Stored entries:
# # # # #

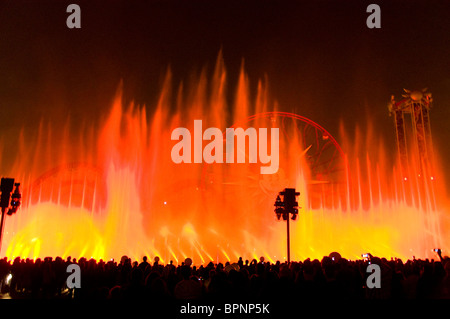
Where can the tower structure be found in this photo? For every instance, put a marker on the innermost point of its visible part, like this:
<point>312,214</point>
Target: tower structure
<point>416,105</point>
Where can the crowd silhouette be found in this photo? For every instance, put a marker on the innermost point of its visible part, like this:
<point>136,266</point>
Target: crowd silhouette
<point>331,277</point>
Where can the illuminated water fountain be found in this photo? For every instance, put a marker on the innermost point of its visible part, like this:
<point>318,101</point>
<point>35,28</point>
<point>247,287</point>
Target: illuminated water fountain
<point>116,191</point>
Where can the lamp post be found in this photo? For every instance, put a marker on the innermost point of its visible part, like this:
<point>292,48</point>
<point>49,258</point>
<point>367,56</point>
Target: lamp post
<point>9,203</point>
<point>283,209</point>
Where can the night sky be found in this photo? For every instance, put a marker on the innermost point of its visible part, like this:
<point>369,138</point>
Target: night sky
<point>320,59</point>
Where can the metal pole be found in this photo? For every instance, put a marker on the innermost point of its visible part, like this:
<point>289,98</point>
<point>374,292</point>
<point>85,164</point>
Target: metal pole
<point>1,226</point>
<point>288,241</point>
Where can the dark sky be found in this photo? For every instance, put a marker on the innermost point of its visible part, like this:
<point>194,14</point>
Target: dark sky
<point>320,58</point>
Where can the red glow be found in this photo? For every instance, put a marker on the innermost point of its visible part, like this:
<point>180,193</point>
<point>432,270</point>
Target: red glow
<point>117,192</point>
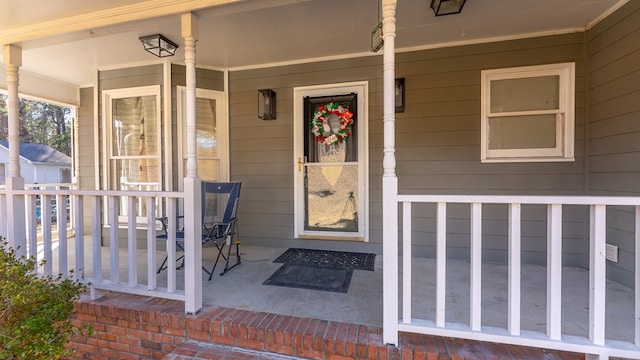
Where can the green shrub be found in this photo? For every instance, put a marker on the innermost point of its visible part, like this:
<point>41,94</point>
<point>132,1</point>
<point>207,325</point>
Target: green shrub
<point>35,311</point>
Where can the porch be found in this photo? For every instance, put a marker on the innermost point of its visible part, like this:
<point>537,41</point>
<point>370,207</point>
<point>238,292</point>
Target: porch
<point>508,302</point>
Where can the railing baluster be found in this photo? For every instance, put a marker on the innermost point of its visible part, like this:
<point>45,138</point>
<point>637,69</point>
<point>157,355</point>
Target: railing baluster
<point>171,245</point>
<point>441,263</point>
<point>637,270</point>
<point>514,269</point>
<point>3,215</point>
<point>47,242</point>
<point>114,240</point>
<point>32,227</point>
<point>61,223</point>
<point>476,267</point>
<point>152,275</point>
<point>406,262</point>
<point>78,204</point>
<point>597,273</point>
<point>132,245</point>
<point>554,271</point>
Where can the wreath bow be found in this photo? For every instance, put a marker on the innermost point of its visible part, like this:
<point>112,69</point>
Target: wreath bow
<point>321,128</point>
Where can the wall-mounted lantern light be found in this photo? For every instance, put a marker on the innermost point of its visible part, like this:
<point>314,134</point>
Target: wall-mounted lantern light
<point>266,104</point>
<point>399,93</point>
<point>158,45</point>
<point>447,7</point>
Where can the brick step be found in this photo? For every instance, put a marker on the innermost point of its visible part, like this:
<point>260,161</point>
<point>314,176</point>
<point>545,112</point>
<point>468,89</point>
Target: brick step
<point>306,338</point>
<point>201,351</point>
<point>140,328</point>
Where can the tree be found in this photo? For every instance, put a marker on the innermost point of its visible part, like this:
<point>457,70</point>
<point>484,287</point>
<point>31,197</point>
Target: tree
<point>40,123</point>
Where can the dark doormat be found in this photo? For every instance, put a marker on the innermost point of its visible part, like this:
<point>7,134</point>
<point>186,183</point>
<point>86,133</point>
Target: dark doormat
<point>326,258</point>
<point>311,277</point>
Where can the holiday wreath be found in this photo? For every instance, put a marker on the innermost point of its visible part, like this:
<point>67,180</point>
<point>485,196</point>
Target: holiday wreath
<point>321,128</point>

# # # # #

WHAT THE TASK ASKS: Using the data above, reproduce exactly the lines from the line that contains "<point>292,48</point>" through the line that contains "<point>374,292</point>", including both.

TASK RESULT:
<point>292,48</point>
<point>49,258</point>
<point>367,56</point>
Target: lamp post
<point>9,203</point>
<point>283,209</point>
Where can the night sky be found in this photo? For every instance, put a marker on the innermost point of its visible part, like this:
<point>369,138</point>
Target: night sky
<point>320,59</point>
Where can the metal pole be found in this photo? For every instance, put a marker on the innermost point of its visible part, like this:
<point>289,98</point>
<point>374,292</point>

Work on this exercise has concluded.